-- Study text --
────────────────────

Demon in My View
- 2000 Cover
- Author: Amelia Atwater-Rhodes
- Original title: Bitter Life
- Cover artist: Cliff Nielsen
- Language: English
- Series: Den of Shadows
- Genre: Gothic, Horror, Vampire, Teen
- Publisher: Delacorte Press, a division of Random House
- Publication date: May 9, 2000
- Publication place: United States
- Media type: Print (hardback & paperback)
- Pages: 176 pp (first edition hardcover)
- ISBN: 0-385-32720-X (first edition hardcover)
- Preceded by: In the Forests of the Night (1999)
- Followed by: Shattered Mirror (2001)

= Demon in My View =

Novel by Amelia Atwater-Rhodes

Demon in My View is a vampire novel written by Amelia Atwater-Rhodes, and published on May 9, 2000. Originally entitled Bitter Life, it was published when the author was 16. It is the follow-up to In the Forests of the Night, which she wrote at the age of 13. The title refers Edgar Allan Poe’s poem "Alone", which appears in the beginning of the book.

────────────────────

-- Data listing --
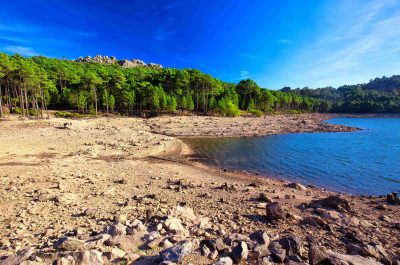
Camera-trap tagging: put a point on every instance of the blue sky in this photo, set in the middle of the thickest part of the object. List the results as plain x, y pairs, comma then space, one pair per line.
293, 43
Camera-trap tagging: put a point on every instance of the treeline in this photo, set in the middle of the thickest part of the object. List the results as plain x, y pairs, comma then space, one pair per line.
381, 95
31, 86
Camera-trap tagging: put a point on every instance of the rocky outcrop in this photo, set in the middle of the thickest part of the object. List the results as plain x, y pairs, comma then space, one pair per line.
112, 60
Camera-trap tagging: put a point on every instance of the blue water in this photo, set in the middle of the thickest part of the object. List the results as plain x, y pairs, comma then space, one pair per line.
363, 162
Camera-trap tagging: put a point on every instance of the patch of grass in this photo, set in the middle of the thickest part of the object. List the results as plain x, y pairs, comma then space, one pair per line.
256, 112
68, 115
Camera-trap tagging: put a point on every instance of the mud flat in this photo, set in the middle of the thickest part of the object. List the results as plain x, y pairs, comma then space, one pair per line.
122, 191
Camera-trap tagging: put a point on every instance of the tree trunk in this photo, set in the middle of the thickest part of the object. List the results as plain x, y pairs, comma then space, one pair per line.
21, 101
1, 103
10, 106
26, 100
95, 98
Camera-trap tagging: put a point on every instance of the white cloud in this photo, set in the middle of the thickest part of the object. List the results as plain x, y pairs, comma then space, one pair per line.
21, 50
244, 74
352, 49
284, 41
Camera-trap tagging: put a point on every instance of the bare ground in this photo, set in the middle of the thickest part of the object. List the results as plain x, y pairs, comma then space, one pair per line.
81, 180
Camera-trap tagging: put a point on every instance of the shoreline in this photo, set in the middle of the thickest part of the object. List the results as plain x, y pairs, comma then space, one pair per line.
103, 178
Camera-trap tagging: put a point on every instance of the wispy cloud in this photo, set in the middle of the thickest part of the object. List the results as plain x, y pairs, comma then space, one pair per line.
354, 49
244, 74
26, 51
284, 41
246, 55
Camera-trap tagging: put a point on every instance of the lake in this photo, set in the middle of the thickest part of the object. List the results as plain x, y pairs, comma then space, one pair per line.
362, 162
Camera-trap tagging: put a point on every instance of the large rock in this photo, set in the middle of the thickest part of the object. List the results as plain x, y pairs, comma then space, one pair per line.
293, 245
174, 224
337, 258
240, 252
278, 253
315, 222
261, 237
66, 198
275, 211
332, 202
18, 258
89, 257
112, 60
224, 261
393, 198
317, 256
261, 251
296, 186
178, 252
117, 230
186, 213
69, 244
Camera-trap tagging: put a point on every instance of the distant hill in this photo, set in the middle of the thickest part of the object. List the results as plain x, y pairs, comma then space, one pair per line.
384, 84
112, 60
380, 95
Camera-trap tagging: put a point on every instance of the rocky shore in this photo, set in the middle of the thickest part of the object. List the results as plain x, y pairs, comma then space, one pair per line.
114, 191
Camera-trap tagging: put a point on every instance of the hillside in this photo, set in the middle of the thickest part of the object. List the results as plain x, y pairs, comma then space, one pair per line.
380, 95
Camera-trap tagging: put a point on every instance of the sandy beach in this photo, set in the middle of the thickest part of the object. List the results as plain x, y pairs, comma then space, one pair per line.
125, 180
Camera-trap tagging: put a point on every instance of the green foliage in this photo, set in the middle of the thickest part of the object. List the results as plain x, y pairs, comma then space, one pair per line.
112, 102
228, 108
256, 112
92, 88
68, 115
82, 102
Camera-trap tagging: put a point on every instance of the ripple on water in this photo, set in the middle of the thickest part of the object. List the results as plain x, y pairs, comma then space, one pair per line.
362, 162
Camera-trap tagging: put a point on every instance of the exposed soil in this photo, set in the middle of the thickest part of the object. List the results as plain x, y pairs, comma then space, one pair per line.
79, 181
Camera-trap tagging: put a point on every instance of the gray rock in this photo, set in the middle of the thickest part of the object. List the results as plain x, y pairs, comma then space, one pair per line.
178, 252
224, 261
205, 251
117, 230
332, 202
18, 258
69, 244
261, 237
240, 252
89, 257
261, 251
275, 211
352, 259
317, 255
277, 252
296, 186
315, 222
293, 245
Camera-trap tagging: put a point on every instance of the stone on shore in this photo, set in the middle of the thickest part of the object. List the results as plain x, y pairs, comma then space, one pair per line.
275, 211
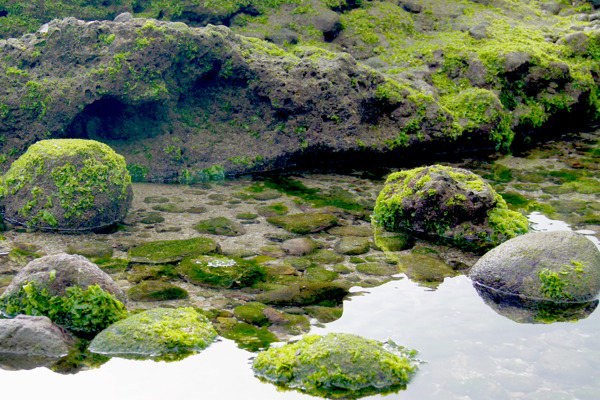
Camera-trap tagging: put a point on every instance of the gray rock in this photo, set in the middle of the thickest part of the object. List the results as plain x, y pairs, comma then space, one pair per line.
123, 17
34, 336
558, 266
60, 271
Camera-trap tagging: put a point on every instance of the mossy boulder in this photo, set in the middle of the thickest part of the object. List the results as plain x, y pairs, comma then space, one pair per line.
560, 266
448, 204
160, 334
220, 271
156, 291
55, 273
169, 251
220, 226
66, 184
338, 366
304, 223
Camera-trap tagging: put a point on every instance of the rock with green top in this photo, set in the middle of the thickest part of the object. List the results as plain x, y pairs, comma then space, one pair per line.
220, 271
449, 204
160, 334
338, 365
66, 185
304, 223
560, 266
169, 251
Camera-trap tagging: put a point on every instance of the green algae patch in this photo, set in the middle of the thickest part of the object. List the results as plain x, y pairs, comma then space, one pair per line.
66, 184
156, 291
220, 271
304, 223
170, 251
82, 311
448, 204
161, 334
338, 366
220, 226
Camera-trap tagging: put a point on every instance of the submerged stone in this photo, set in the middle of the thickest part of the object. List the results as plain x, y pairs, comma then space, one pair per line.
169, 251
221, 271
66, 184
559, 266
304, 223
302, 294
160, 334
338, 366
449, 204
352, 245
220, 226
156, 291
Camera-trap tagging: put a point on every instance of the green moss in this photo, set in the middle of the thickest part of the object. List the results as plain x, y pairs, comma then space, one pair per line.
84, 311
337, 366
160, 334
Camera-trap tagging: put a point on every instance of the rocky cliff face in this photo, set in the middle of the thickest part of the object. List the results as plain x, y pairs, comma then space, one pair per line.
187, 104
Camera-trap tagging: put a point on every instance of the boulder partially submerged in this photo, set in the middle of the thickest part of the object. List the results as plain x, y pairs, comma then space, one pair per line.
560, 266
338, 366
66, 185
449, 204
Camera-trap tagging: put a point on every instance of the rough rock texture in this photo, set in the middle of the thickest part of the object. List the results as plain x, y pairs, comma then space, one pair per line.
160, 334
59, 271
560, 266
447, 203
66, 185
34, 336
190, 104
337, 366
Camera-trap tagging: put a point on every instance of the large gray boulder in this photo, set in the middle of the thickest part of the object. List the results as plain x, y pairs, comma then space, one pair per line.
59, 271
559, 266
27, 342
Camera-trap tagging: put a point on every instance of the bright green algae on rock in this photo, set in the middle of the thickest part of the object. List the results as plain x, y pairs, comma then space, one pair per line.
338, 366
160, 334
449, 204
67, 184
84, 311
169, 251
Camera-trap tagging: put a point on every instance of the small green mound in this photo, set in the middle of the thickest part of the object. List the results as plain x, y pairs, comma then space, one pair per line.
221, 271
338, 366
83, 311
168, 251
161, 334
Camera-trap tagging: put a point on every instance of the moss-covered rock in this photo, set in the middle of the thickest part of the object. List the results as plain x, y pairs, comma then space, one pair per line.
156, 291
304, 223
560, 266
352, 245
220, 226
169, 251
338, 366
302, 294
221, 271
252, 313
66, 184
160, 334
450, 204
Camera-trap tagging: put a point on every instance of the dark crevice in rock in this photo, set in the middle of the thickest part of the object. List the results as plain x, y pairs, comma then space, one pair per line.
110, 119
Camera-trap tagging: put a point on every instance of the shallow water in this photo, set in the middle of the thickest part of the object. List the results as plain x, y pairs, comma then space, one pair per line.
469, 350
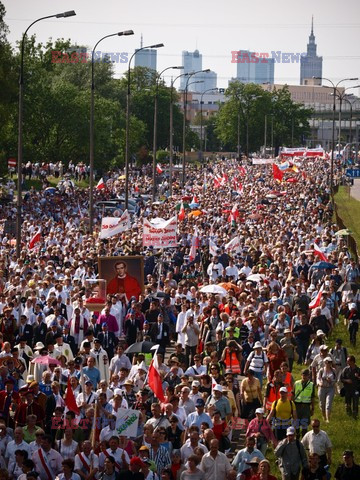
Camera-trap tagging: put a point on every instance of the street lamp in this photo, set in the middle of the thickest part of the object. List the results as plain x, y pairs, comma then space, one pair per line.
91, 198
184, 120
201, 126
333, 127
127, 146
70, 13
158, 77
171, 130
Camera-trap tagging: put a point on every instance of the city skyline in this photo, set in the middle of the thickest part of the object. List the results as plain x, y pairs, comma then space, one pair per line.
215, 34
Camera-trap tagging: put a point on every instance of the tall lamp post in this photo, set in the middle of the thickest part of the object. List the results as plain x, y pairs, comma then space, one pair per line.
171, 130
201, 122
91, 197
127, 146
158, 78
184, 120
334, 87
70, 13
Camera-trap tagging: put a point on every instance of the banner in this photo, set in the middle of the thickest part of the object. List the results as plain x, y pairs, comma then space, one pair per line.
111, 226
160, 233
262, 161
127, 422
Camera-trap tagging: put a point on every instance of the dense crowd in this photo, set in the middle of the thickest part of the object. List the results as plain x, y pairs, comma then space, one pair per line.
230, 321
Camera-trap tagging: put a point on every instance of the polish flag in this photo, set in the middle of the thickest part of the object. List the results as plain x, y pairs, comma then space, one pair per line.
316, 300
35, 239
154, 378
319, 253
100, 185
181, 216
195, 243
70, 401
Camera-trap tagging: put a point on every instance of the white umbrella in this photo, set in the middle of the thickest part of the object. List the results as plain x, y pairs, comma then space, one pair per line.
255, 277
214, 289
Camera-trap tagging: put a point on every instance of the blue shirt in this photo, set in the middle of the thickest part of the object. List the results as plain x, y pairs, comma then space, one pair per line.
93, 375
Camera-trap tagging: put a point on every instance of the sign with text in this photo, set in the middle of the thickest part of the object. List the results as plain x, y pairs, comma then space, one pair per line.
127, 422
160, 233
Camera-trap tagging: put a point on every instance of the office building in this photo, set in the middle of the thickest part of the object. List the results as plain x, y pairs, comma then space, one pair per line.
253, 69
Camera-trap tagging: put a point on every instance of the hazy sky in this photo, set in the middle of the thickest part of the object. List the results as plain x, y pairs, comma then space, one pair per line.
215, 28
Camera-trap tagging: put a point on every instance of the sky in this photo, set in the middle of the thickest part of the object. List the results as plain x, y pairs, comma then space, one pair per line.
214, 28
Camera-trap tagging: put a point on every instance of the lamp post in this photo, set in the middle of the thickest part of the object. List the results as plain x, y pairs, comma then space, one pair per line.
184, 120
91, 197
127, 128
70, 13
334, 87
201, 122
158, 77
171, 130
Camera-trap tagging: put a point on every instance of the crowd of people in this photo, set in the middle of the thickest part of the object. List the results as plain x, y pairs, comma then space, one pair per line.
258, 281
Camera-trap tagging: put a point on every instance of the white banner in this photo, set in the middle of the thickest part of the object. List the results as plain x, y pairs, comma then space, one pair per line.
160, 233
263, 161
127, 422
111, 226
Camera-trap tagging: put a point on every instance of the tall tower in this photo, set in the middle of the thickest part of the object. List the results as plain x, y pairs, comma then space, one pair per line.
311, 64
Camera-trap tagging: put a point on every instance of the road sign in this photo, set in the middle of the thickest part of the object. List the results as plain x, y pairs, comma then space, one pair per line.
11, 162
353, 172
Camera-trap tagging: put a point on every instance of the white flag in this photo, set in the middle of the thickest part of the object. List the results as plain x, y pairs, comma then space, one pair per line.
111, 226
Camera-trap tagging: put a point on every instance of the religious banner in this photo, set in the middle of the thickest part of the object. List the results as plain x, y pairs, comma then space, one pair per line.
127, 422
160, 233
111, 226
124, 275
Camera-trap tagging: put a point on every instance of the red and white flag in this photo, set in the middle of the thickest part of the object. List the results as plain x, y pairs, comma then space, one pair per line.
35, 239
181, 215
195, 243
316, 300
319, 253
154, 378
101, 184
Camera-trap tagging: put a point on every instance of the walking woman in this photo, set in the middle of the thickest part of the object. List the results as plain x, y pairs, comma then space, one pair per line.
326, 380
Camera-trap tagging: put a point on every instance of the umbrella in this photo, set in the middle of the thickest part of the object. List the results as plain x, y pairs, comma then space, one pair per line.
214, 289
195, 213
228, 286
348, 286
343, 233
178, 206
140, 347
255, 277
46, 360
50, 190
323, 265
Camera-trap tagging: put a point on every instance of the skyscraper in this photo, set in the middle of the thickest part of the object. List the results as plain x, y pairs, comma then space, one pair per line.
253, 69
311, 64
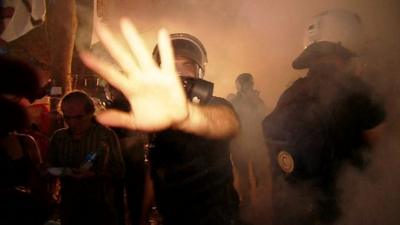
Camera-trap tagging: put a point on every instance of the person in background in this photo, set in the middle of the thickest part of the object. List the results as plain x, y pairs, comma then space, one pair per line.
249, 155
191, 173
87, 158
23, 191
321, 123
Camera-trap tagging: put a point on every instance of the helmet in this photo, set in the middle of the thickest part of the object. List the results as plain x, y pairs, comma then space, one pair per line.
244, 81
188, 46
331, 32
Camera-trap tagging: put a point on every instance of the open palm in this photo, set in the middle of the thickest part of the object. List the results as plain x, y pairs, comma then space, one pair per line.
155, 93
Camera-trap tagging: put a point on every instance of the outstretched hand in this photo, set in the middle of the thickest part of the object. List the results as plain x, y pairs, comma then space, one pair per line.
155, 93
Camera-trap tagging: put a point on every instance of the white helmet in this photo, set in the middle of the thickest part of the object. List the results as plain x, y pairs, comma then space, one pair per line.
333, 31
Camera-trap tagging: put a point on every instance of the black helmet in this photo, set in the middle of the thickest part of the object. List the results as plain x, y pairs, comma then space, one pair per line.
188, 46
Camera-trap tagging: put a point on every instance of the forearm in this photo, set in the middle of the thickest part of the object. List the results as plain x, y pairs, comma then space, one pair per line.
216, 121
148, 197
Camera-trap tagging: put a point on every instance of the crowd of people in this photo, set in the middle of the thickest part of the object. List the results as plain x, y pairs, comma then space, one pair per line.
168, 150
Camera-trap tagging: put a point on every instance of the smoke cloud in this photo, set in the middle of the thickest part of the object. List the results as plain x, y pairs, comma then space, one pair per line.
263, 37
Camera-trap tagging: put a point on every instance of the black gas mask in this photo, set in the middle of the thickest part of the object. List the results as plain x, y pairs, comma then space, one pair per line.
197, 90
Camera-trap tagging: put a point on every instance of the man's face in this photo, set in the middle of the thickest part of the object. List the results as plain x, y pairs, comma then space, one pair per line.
185, 66
75, 116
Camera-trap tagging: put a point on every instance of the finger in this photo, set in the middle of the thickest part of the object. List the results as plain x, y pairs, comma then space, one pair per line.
117, 50
137, 45
166, 52
116, 118
107, 71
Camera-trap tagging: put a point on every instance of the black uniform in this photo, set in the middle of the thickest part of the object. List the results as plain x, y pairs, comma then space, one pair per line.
315, 128
193, 179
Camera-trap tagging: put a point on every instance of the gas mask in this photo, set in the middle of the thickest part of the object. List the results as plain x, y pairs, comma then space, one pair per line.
197, 90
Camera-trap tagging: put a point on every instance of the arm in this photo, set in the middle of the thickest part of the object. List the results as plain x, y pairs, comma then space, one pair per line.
213, 121
148, 197
156, 93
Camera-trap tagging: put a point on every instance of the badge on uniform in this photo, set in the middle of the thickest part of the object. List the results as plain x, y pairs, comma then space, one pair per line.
285, 161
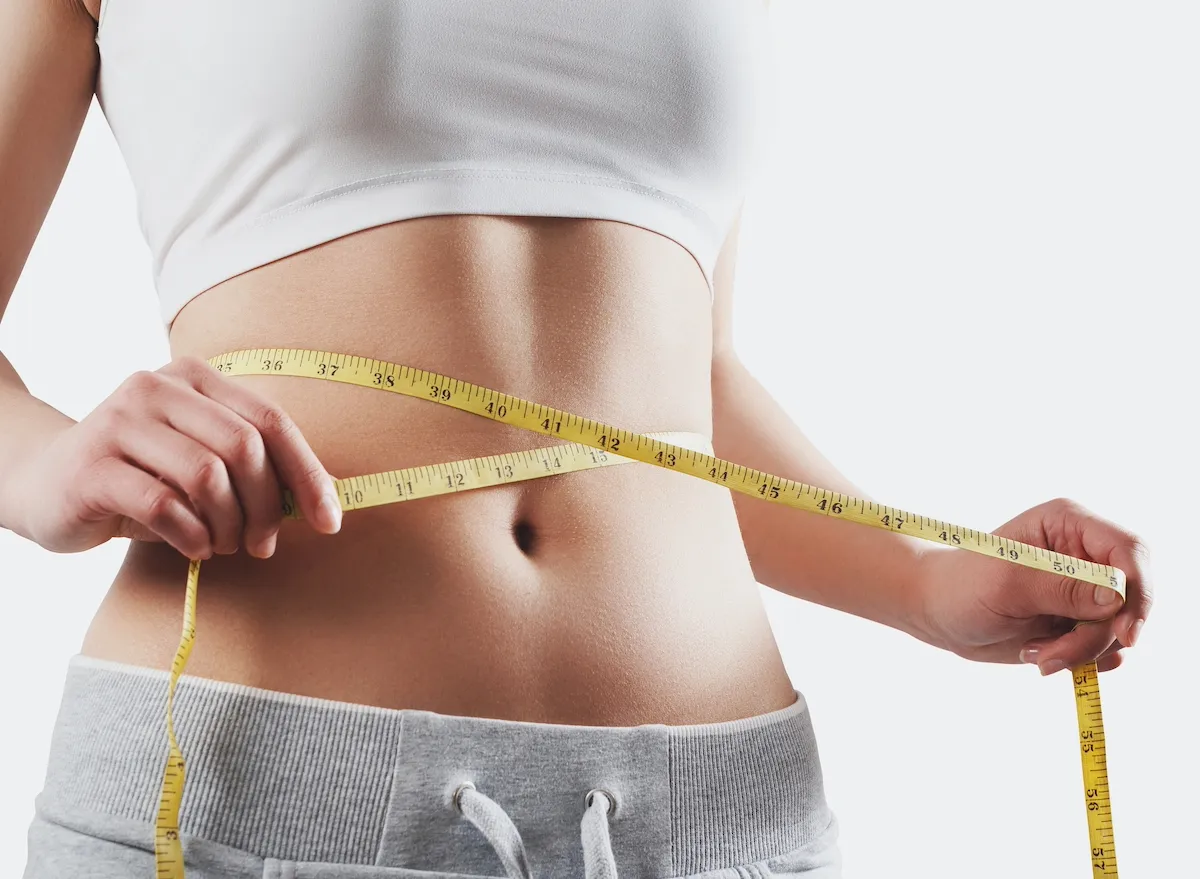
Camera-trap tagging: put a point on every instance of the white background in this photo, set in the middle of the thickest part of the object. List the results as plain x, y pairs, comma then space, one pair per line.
969, 269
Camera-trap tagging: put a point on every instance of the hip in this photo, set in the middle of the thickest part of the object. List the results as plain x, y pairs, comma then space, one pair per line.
282, 785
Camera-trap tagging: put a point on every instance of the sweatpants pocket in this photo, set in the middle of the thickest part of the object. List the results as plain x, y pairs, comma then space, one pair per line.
821, 859
274, 868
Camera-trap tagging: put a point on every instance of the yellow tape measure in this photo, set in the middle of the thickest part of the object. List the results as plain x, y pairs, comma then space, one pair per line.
593, 444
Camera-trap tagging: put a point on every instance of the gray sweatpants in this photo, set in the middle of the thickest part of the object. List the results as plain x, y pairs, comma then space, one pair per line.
289, 787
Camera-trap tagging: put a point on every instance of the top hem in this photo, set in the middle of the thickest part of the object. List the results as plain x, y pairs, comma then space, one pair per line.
381, 201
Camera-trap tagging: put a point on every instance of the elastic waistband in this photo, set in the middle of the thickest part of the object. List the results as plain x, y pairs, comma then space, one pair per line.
316, 781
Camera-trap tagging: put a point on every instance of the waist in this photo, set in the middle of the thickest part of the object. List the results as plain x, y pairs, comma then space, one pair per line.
601, 611
321, 782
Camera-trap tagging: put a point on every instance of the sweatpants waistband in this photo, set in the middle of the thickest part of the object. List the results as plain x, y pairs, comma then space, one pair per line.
315, 781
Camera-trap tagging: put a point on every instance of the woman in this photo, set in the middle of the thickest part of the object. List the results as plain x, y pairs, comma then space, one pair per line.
568, 676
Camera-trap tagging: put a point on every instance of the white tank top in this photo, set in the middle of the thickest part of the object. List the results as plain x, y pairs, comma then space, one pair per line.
256, 129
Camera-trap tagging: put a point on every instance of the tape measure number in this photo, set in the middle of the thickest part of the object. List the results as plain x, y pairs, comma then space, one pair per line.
585, 437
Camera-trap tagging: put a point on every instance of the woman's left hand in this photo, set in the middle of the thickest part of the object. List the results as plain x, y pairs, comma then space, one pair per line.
990, 610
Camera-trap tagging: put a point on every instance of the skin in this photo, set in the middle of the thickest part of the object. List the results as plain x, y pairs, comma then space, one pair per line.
616, 615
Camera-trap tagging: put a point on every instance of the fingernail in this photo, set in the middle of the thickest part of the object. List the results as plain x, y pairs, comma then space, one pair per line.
264, 548
330, 512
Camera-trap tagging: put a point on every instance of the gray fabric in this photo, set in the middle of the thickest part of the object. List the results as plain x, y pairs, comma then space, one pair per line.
283, 785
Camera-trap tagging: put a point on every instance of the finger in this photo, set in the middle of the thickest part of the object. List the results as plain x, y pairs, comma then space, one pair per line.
294, 460
1035, 592
120, 489
196, 470
1033, 650
1081, 645
1129, 555
244, 452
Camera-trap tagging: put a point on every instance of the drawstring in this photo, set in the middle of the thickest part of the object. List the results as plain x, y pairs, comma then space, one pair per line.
497, 827
598, 859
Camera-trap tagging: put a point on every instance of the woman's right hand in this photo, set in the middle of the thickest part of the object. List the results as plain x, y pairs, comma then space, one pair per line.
184, 455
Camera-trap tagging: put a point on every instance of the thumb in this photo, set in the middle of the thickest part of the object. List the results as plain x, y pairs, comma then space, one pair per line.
135, 531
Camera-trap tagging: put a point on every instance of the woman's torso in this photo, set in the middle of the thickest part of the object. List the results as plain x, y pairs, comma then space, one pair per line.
635, 602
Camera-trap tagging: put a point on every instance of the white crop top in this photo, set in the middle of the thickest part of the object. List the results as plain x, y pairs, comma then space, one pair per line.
256, 129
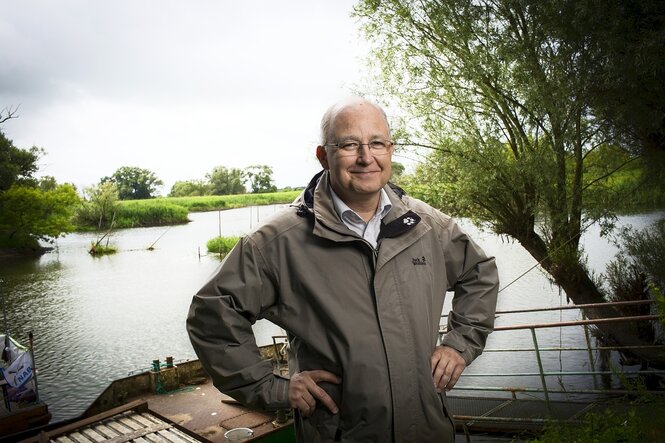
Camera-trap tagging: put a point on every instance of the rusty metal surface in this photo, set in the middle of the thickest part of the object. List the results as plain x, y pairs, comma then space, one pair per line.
207, 412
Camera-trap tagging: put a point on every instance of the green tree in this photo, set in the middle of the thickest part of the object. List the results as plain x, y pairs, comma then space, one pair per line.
134, 183
16, 165
502, 91
629, 44
191, 188
226, 181
30, 214
260, 179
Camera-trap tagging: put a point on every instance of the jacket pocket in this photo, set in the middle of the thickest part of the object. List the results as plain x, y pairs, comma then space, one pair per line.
321, 426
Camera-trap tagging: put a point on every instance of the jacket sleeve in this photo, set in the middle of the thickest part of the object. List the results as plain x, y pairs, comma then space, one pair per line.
220, 328
474, 279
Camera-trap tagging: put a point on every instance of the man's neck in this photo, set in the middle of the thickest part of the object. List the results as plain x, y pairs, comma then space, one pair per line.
364, 207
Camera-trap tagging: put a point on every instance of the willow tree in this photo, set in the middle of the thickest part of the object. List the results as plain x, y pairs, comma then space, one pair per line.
502, 90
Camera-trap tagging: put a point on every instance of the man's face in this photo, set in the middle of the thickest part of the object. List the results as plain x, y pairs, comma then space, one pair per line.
358, 177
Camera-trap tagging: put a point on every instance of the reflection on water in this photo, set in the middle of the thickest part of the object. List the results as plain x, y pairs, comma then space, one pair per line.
96, 319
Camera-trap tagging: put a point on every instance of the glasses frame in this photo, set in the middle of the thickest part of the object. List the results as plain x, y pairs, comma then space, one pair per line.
344, 153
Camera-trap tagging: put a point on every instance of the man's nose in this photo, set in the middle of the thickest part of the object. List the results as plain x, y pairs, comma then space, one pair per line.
365, 155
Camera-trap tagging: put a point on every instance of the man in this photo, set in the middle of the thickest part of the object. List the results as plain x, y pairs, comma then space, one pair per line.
356, 273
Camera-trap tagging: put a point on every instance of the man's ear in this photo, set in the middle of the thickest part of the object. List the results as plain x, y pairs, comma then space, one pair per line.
322, 155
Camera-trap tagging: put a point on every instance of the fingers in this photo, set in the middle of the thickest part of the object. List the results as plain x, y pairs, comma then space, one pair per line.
304, 391
447, 367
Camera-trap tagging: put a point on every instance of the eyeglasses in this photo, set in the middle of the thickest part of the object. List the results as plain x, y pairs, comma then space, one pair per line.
351, 147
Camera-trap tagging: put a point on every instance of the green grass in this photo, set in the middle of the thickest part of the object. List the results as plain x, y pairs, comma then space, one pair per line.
641, 422
217, 202
155, 212
221, 245
97, 250
174, 210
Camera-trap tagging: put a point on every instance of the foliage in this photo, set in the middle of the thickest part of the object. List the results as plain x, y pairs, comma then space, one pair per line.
16, 165
260, 179
191, 188
30, 209
640, 421
98, 249
638, 270
225, 181
502, 92
100, 206
214, 203
629, 42
221, 245
29, 214
628, 185
142, 213
174, 210
134, 183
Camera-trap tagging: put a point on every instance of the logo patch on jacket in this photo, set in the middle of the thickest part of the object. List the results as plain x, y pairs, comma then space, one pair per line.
419, 261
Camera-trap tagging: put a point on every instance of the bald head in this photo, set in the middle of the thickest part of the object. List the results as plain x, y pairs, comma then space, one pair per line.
328, 120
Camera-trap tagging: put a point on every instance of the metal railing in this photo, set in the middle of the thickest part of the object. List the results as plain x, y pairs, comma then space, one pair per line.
538, 350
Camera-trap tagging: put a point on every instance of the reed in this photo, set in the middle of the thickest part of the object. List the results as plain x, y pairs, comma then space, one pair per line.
173, 210
217, 202
221, 245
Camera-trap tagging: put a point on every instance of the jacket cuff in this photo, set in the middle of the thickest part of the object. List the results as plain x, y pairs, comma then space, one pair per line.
454, 340
280, 391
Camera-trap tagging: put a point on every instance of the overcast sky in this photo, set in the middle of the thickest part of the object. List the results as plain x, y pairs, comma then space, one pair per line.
176, 87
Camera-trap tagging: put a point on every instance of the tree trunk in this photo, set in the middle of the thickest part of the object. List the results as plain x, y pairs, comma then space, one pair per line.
573, 278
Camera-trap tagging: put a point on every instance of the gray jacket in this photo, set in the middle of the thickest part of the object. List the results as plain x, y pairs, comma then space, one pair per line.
369, 316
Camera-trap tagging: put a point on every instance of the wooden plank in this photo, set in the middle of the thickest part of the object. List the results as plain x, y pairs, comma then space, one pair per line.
128, 421
117, 426
105, 431
184, 436
138, 405
147, 419
78, 437
139, 433
92, 434
171, 436
156, 438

────────────────────

-- Problem --
Retype the stretch of the Demon in My View text from "- ISBN: 0-385-32720-X" through "of the book.". The records were taken from a different source than the text.

-- Answer to this problem --
- ISBN: 0-385-32720-X (first edition hardcover)
- Preceded by: In the Forests of the Night (1999)
- Followed by: Shattered Mirror (2001)

= Demon in My View =

Novel by Amelia Atwater-Rhodes

Demon in My View is a vampire novel written by Amelia Atwater-Rhodes, and published on May 9, 2000. Originally entitled Bitter Life, it was published when the author was 16. It is the follow-up to In the Forests of the Night, which she wrote at the age of 13. The title refers Edgar Allan Poe’s poem "Alone", which appears in the beginning of the book.